[[ Materials provided, beginning ]]

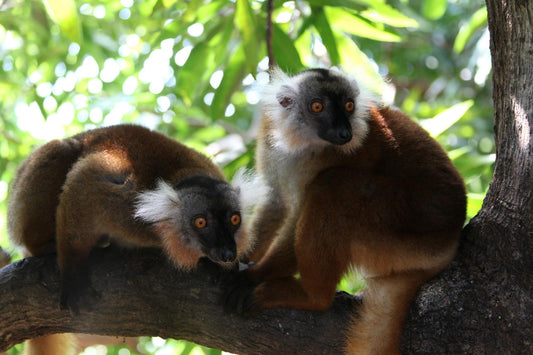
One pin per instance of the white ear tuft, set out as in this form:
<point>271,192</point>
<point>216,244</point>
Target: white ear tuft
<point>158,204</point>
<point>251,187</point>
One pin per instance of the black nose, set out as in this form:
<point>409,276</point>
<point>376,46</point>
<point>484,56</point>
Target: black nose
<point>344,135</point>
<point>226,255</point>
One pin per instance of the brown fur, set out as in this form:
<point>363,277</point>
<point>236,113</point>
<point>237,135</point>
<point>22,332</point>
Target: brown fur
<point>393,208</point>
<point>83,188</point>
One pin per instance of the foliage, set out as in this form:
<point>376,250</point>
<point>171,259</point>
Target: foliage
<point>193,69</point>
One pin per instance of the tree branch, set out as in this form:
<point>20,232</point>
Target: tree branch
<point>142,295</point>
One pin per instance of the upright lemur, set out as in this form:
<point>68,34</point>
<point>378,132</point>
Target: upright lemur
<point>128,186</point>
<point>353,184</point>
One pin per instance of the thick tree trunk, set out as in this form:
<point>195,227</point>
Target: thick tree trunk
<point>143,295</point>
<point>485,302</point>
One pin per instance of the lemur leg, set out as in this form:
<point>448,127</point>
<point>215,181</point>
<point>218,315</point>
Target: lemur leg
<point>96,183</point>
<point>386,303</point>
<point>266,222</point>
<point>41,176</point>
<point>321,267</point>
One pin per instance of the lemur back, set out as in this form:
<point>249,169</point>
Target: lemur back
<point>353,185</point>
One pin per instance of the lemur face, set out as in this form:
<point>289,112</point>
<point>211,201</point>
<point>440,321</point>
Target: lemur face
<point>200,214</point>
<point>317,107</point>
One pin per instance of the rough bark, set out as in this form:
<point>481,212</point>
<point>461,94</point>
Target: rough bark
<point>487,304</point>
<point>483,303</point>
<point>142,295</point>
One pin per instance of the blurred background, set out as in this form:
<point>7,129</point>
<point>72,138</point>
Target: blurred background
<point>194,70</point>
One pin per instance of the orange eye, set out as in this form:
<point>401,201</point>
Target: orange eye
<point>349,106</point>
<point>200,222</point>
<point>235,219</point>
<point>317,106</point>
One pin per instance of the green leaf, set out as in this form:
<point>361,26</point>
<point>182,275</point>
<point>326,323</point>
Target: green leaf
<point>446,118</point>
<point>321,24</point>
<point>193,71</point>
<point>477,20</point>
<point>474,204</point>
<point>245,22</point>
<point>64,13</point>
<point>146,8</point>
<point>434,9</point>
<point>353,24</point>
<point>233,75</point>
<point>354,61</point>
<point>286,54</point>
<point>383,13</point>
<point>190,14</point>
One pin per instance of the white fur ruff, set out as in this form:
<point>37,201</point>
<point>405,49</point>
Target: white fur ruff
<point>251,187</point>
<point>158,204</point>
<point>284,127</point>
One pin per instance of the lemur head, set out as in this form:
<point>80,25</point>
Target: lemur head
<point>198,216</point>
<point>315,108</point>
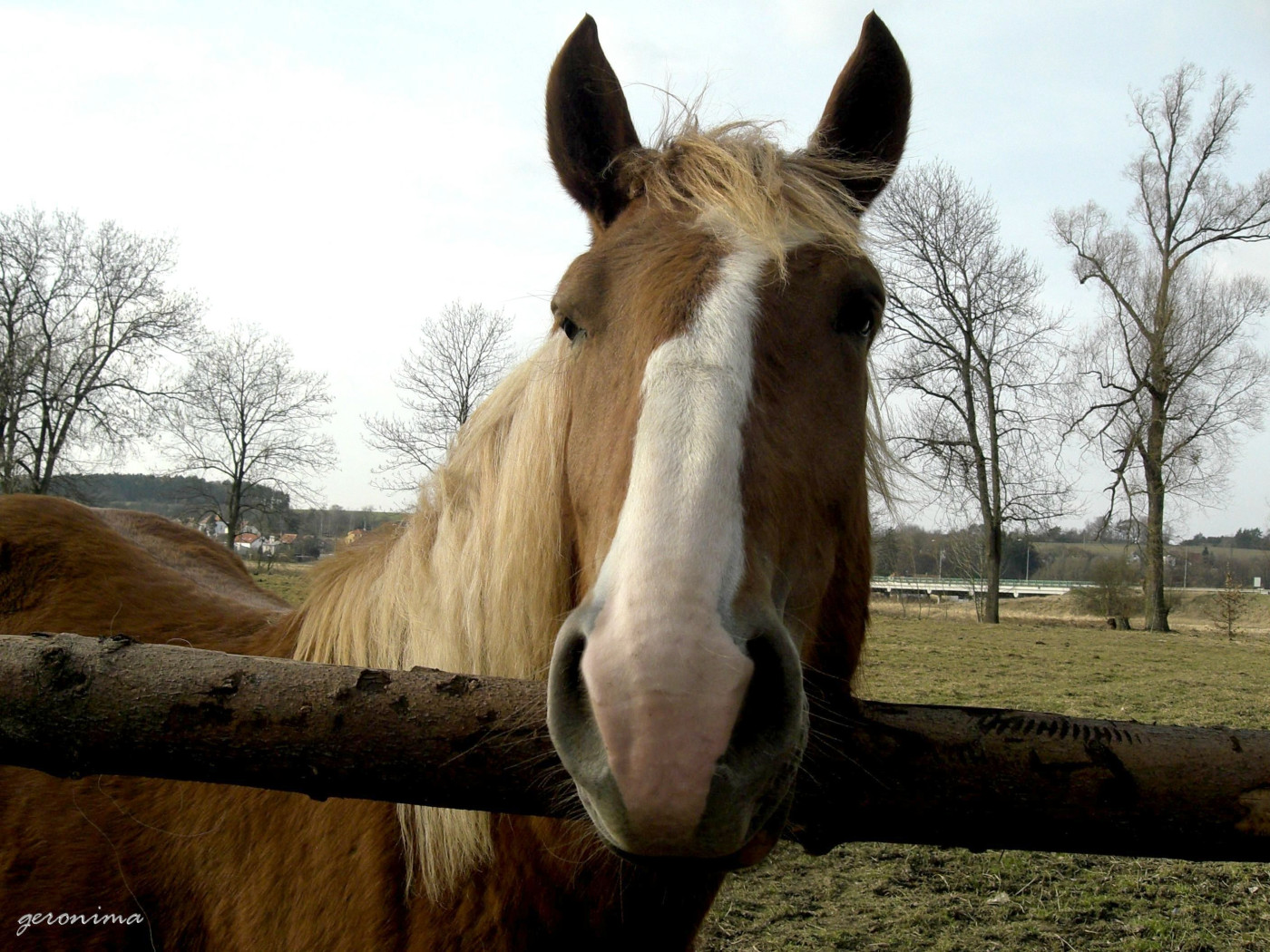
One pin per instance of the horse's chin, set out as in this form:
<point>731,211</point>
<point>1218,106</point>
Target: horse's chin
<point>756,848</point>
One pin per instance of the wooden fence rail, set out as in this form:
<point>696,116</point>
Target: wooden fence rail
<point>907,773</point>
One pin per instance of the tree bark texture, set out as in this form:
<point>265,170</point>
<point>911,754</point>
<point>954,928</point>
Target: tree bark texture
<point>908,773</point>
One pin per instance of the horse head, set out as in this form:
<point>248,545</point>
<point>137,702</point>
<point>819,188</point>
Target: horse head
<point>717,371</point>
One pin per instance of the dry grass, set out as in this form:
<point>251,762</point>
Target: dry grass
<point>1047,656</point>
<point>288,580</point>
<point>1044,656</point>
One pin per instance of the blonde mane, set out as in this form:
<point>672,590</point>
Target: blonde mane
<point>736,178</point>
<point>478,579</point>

[[ Materials provided, end ]]

• [Exercise details]: Skip every image and output the remaining records exactly.

• [Task output]:
One pin per instance of the white ear tuft, set out as in this form:
<point>271,192</point>
<point>216,244</point>
Target: white ear tuft
<point>158,204</point>
<point>251,187</point>
One pin per instance of the black nose, set out as in this form:
<point>409,276</point>
<point>376,46</point>
<point>484,56</point>
Target: black nose
<point>344,135</point>
<point>226,255</point>
One pin per instance of the brown fur, set out as in this form:
<point>363,277</point>
<point>236,113</point>
<point>237,135</point>
<point>22,332</point>
Target: brown fur
<point>393,208</point>
<point>83,188</point>
One pin per instance of the foliage, set out as in this form:
<point>376,250</point>
<point>171,259</point>
Target: foliage
<point>193,69</point>
One pin per instance of the tree branch, set out as in this form:
<point>20,232</point>
Target: tree branch
<point>142,295</point>
One pin per instance of the upright lemur, set out as in this form:
<point>68,34</point>
<point>378,132</point>
Target: upright lemur
<point>128,186</point>
<point>353,184</point>
One pin per instance of the thick tree trunk, set out as in this form:
<point>195,227</point>
Target: thick tree trunk
<point>143,295</point>
<point>485,302</point>
One pin per instance of the lemur leg, set out as in this form:
<point>448,127</point>
<point>215,181</point>
<point>218,315</point>
Target: lemur leg
<point>96,183</point>
<point>386,303</point>
<point>266,222</point>
<point>41,176</point>
<point>321,267</point>
One pin per instance of the lemur back, set out as in this form:
<point>249,169</point>
Target: lemur back
<point>353,185</point>
One pin per instance of the lemur face, set out as in this form:
<point>289,112</point>
<point>211,201</point>
<point>440,321</point>
Target: lemur face
<point>200,214</point>
<point>317,107</point>
One pin per instance of the rough bark, set out as in this form:
<point>481,212</point>
<point>461,94</point>
Target: rough bark
<point>487,304</point>
<point>483,303</point>
<point>142,295</point>
One pin per instance of the blurred background, set out as in this form:
<point>7,129</point>
<point>72,138</point>
Target: blurred background
<point>194,70</point>
One pin per instance of the orange eye, set out as in this form:
<point>401,201</point>
Target: orange eye
<point>349,106</point>
<point>200,222</point>
<point>235,219</point>
<point>317,106</point>
One pin per instance of the green leaf, set out as in this form:
<point>361,26</point>
<point>182,275</point>
<point>326,323</point>
Target: green leaf
<point>446,118</point>
<point>321,24</point>
<point>193,71</point>
<point>477,20</point>
<point>474,204</point>
<point>245,22</point>
<point>64,13</point>
<point>146,8</point>
<point>434,9</point>
<point>353,24</point>
<point>233,75</point>
<point>354,61</point>
<point>286,54</point>
<point>383,13</point>
<point>190,14</point>
One pin per instance of the white fur ruff, set out as in this form:
<point>37,201</point>
<point>405,49</point>
Target: white fur ruff
<point>251,187</point>
<point>158,204</point>
<point>284,127</point>
One pin per instance of the lemur head, set out as in this form:
<point>80,25</point>
Target: lemur head
<point>198,216</point>
<point>315,108</point>
One pin per instance of the horse's chin, set out as in this form:
<point>731,211</point>
<point>1218,106</point>
Target: horse's chin
<point>756,848</point>
One pin per instance of the wooden fence rail, set out as in this form:
<point>696,116</point>
Target: wooden fence rail
<point>907,773</point>
One pin per instance of the tree bark texture, set out as in this form:
<point>265,170</point>
<point>911,754</point>
<point>954,928</point>
Target: tree bark texture
<point>908,773</point>
One pin per instance of the horse head, set out as in this form:
<point>248,545</point>
<point>137,702</point>
<point>819,188</point>
Target: horse head
<point>717,371</point>
One pin per instance of the dry grass, set out as in this form:
<point>251,762</point>
Target: dry grass
<point>1047,656</point>
<point>288,580</point>
<point>1044,656</point>
One pin per instance of the blonde mane, set out as in this form:
<point>672,590</point>
Target: blonde mane
<point>736,178</point>
<point>478,579</point>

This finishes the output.